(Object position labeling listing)

☆ ☆ ☆ ☆ ☆ ☆ ☆

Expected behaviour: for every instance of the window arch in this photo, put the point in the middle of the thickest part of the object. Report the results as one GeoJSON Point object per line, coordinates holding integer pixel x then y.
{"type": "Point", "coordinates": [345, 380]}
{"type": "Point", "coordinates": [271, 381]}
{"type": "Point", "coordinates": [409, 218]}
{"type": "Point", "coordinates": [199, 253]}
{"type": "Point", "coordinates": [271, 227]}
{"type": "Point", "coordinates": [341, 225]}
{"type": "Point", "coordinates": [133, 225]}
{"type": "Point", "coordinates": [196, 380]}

☆ ☆ ☆ ☆ ☆ ☆ ☆

Given instruction -
Duplicate every line of the listing above without any changes.

Response to the exercise -
Expected behaviour: for every instance of the window arch in this photo, put the point in the middle of the thickest part of the object. Report the results as one GeoJSON Point object per line, coordinates holding integer pixel x then y.
{"type": "Point", "coordinates": [345, 380]}
{"type": "Point", "coordinates": [271, 381]}
{"type": "Point", "coordinates": [409, 218]}
{"type": "Point", "coordinates": [199, 253]}
{"type": "Point", "coordinates": [271, 227]}
{"type": "Point", "coordinates": [341, 225]}
{"type": "Point", "coordinates": [133, 225]}
{"type": "Point", "coordinates": [196, 380]}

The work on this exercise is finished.